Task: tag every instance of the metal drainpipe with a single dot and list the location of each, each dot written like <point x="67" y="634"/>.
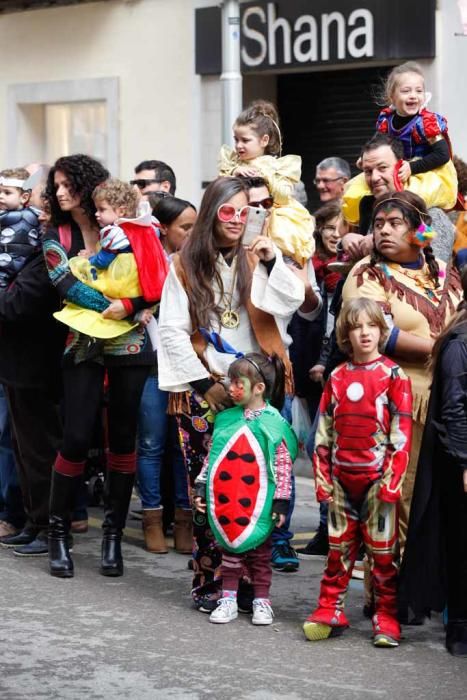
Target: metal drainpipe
<point x="231" y="76"/>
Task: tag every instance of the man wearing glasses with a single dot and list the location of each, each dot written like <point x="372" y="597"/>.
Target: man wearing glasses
<point x="331" y="176"/>
<point x="154" y="176"/>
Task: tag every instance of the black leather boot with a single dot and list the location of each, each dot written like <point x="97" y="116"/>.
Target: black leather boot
<point x="118" y="488"/>
<point x="62" y="502"/>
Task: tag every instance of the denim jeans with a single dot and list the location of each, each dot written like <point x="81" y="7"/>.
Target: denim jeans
<point x="310" y="448"/>
<point x="154" y="427"/>
<point x="11" y="501"/>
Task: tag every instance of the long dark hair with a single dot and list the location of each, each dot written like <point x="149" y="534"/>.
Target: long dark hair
<point x="458" y="318"/>
<point x="168" y="209"/>
<point x="199" y="254"/>
<point x="259" y="368"/>
<point x="84" y="174"/>
<point x="414" y="213"/>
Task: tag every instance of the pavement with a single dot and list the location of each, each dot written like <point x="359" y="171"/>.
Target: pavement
<point x="139" y="637"/>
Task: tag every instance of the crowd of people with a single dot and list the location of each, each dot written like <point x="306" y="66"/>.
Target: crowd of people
<point x="179" y="339"/>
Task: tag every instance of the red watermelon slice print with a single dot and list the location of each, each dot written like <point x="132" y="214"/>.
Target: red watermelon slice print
<point x="238" y="487"/>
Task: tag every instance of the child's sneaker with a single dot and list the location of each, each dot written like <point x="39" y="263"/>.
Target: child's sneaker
<point x="384" y="640"/>
<point x="262" y="613"/>
<point x="226" y="611"/>
<point x="315" y="631"/>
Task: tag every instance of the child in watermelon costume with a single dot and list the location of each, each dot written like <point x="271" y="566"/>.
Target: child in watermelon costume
<point x="361" y="454"/>
<point x="245" y="484"/>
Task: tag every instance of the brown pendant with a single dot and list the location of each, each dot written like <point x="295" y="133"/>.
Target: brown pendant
<point x="230" y="319"/>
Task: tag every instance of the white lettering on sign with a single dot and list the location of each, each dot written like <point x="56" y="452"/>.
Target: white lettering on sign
<point x="310" y="39"/>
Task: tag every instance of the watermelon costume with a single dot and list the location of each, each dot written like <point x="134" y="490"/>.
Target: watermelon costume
<point x="241" y="476"/>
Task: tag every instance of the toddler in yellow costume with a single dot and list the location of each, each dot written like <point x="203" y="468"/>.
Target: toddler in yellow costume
<point x="126" y="233"/>
<point x="257" y="153"/>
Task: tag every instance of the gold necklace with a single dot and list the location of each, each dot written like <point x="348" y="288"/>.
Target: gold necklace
<point x="229" y="317"/>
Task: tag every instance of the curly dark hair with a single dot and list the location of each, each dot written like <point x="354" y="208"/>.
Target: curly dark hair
<point x="414" y="213"/>
<point x="84" y="174"/>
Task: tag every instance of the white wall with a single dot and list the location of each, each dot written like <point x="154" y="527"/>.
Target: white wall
<point x="147" y="44"/>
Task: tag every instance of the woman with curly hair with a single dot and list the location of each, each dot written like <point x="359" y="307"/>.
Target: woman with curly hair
<point x="418" y="294"/>
<point x="126" y="359"/>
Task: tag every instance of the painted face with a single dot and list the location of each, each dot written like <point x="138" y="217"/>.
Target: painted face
<point x="175" y="234"/>
<point x="330" y="235"/>
<point x="378" y="167"/>
<point x="364" y="338"/>
<point x="240" y="390"/>
<point x="330" y="184"/>
<point x="67" y="200"/>
<point x="408" y="95"/>
<point x="105" y="214"/>
<point x="248" y="144"/>
<point x="391" y="233"/>
<point x="228" y="234"/>
<point x="12" y="198"/>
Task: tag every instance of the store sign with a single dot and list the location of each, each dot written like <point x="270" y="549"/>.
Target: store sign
<point x="270" y="38"/>
<point x="300" y="33"/>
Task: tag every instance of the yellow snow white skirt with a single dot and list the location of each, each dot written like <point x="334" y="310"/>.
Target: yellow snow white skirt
<point x="118" y="281"/>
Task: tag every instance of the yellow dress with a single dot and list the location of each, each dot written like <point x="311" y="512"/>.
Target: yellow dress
<point x="291" y="226"/>
<point x="437" y="187"/>
<point x="118" y="281"/>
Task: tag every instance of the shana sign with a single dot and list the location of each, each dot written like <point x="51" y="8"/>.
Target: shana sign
<point x="287" y="34"/>
<point x="308" y="39"/>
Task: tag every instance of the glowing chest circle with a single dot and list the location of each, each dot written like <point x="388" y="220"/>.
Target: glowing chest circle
<point x="355" y="391"/>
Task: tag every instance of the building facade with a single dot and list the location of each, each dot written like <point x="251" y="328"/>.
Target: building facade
<point x="127" y="80"/>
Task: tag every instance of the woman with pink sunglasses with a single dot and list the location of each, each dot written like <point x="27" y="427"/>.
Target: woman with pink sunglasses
<point x="220" y="299"/>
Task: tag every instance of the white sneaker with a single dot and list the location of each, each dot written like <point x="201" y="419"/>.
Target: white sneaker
<point x="226" y="611"/>
<point x="262" y="613"/>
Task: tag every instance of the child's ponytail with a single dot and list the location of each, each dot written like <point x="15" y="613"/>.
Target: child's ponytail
<point x="277" y="396"/>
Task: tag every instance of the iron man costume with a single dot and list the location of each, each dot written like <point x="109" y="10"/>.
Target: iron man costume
<point x="361" y="455"/>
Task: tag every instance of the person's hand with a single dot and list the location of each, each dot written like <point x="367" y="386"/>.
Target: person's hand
<point x="116" y="311"/>
<point x="263" y="247"/>
<point x="200" y="504"/>
<point x="217" y="398"/>
<point x="367" y="245"/>
<point x="245" y="171"/>
<point x="316" y="373"/>
<point x="300" y="272"/>
<point x="279" y="519"/>
<point x="144" y="317"/>
<point x="351" y="243"/>
<point x="405" y="171"/>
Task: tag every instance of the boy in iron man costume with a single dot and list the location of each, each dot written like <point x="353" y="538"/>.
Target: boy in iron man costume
<point x="361" y="455"/>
- - -
Task brief: Every entry must be written out exactly, with all pictures left out.

Written solution:
Task: tag every instance of the metal drainpipe with a single dot and list the location of each, each dot written like <point x="67" y="634"/>.
Target: metal drainpipe
<point x="231" y="76"/>
Task: tag every instance of the man wearing glasses with a single dot and list the location of each, each dot written like <point x="372" y="597"/>.
Target: man wearing glasses
<point x="331" y="176"/>
<point x="154" y="176"/>
Task: tag every instance of the black leather boot with a single dot and list the location of each, each dot written like <point x="97" y="116"/>.
Target: black leather boot
<point x="118" y="488"/>
<point x="62" y="502"/>
Task: tag every instance of the denim jeans with a single dot and list the location of each, each dot written like <point x="81" y="7"/>.
Target: denim jeans
<point x="310" y="448"/>
<point x="154" y="427"/>
<point x="11" y="501"/>
Task: tag every instance of the long dark hair with a single dot and list the location of each, each dot written like <point x="149" y="534"/>.
Target: long dark hair
<point x="458" y="318"/>
<point x="168" y="209"/>
<point x="199" y="254"/>
<point x="259" y="368"/>
<point x="84" y="174"/>
<point x="414" y="213"/>
Task: tag every instance of the pavement with a single dot and list the location of each, each dot written like <point x="359" y="171"/>.
Target: pavement
<point x="139" y="637"/>
Task: tag every instance of the crowd of people with a single dot and list the location of each, each dot written like <point x="306" y="66"/>.
Target: crowd of people
<point x="179" y="339"/>
Task: tag every instance of the red watermelon slice print with a single dot and list the location of each, each dot written like <point x="132" y="214"/>.
Target: red watermelon slice print
<point x="238" y="487"/>
Task: tag every instance of the child's sneaker with a single dot and list the location of each, each dot written like <point x="39" y="263"/>.
Target: child's sneaker
<point x="384" y="640"/>
<point x="262" y="613"/>
<point x="226" y="611"/>
<point x="315" y="631"/>
Task: tag every instance of the child in watermelon costume with a single dot and list the location of each, each dot written like <point x="271" y="566"/>.
Target: child in watermelon costume
<point x="361" y="454"/>
<point x="245" y="484"/>
Task: tag every instance of the brown pendant with a single dot and list the location of each, each dot written like <point x="295" y="133"/>.
Target: brown pendant
<point x="230" y="319"/>
Task: tag every instance of the white lettering on sign with a single dot and list the location of each, each dot written like <point x="56" y="452"/>.
Target: white lettering on sign
<point x="310" y="39"/>
Task: tag every instance of the watermelon costume with a single dot and list the location of each, each dot written like <point x="134" y="490"/>.
Target: watermelon costume
<point x="241" y="476"/>
Task: tag every instance of the toddler in yellow costume with a single dot and list the location of each, each dot written like <point x="203" y="468"/>.
Target: toddler in yellow costume
<point x="126" y="233"/>
<point x="257" y="153"/>
Task: tag every instance of the gold necklace with a single dot and list the location of each, each dot written like <point x="348" y="288"/>.
Target: gold necklace
<point x="229" y="317"/>
Task: tag every instance of the curly dark hair with a single dot and list the location of each, each dot written like <point x="354" y="208"/>.
Target: curly dark hair
<point x="414" y="213"/>
<point x="84" y="174"/>
Task: tag every instance of the white wall with a single dot and list the location of each, each dot written like <point x="154" y="527"/>.
Target: white wall
<point x="147" y="44"/>
Task: tag every instance of the woman with curly hair with a single dot and list the location of each, each dot written like <point x="359" y="307"/>.
Target: woman with curly hair
<point x="418" y="294"/>
<point x="126" y="359"/>
Task: tag every instance of the painted face with a single dot and list the location of each, each dot written like <point x="138" y="217"/>.
Target: painted face
<point x="175" y="234"/>
<point x="330" y="235"/>
<point x="378" y="167"/>
<point x="364" y="338"/>
<point x="240" y="390"/>
<point x="330" y="184"/>
<point x="67" y="200"/>
<point x="408" y="95"/>
<point x="105" y="214"/>
<point x="248" y="144"/>
<point x="391" y="233"/>
<point x="228" y="234"/>
<point x="12" y="198"/>
Task: tag every instance of the store sign with a single dot and list the location of each, each dot written like <point x="270" y="549"/>.
Target: store sign
<point x="270" y="38"/>
<point x="300" y="33"/>
Task: tag every instance of the yellow snow white skirt with a single dot and list the location of each, each dot written like <point x="334" y="310"/>.
Target: yellow snow white skirt
<point x="118" y="281"/>
Task: tag every instance of the yellow dress with a single dot and list the location of each, each dot written like <point x="311" y="512"/>.
Target: yellow dress
<point x="291" y="226"/>
<point x="437" y="187"/>
<point x="118" y="281"/>
Task: tag every instance of the shana sign with a single dot and list the location of each, each dot written like <point x="51" y="8"/>.
Target: shana sign
<point x="287" y="34"/>
<point x="308" y="39"/>
Task: tag every instance of the glowing chest circle with a single dot and list the location of each, each dot written like <point x="388" y="220"/>.
Target: glowing chest circle
<point x="355" y="391"/>
Task: tag every instance of the building facade with a single dot and list the location of each, each dot written like <point x="251" y="328"/>.
Target: building facade
<point x="127" y="80"/>
Task: tag every instance of the woman with pink sunglasses with a single dot and list the location of each, each dot written like <point x="27" y="427"/>.
Target: woman with pink sunglasses
<point x="220" y="299"/>
Task: tag every instance of the white sneaker with a single dot and list the location of each, each dot written like <point x="201" y="419"/>.
Target: white sneaker
<point x="226" y="611"/>
<point x="262" y="613"/>
Task: tag every instance of the child's ponytail with a single dot and list the location of each, each dot written like <point x="15" y="613"/>.
Target: child's ponytail
<point x="277" y="396"/>
Task: tag every instance of the iron man costume with a single dot and list the location of each, each dot written like <point x="109" y="10"/>.
Target: iron man costume
<point x="361" y="455"/>
Task: tag every instance of the person's hand with a single dot and list the location of each, each dot written like <point x="367" y="386"/>.
Target: person's hand
<point x="116" y="311"/>
<point x="263" y="247"/>
<point x="200" y="504"/>
<point x="217" y="398"/>
<point x="367" y="245"/>
<point x="245" y="171"/>
<point x="316" y="373"/>
<point x="300" y="272"/>
<point x="279" y="519"/>
<point x="144" y="317"/>
<point x="351" y="243"/>
<point x="405" y="171"/>
Task: tag every instance of the boy in iron man costume with a single dot and list the location of each, each dot written like <point x="353" y="538"/>.
Target: boy in iron man costume
<point x="361" y="455"/>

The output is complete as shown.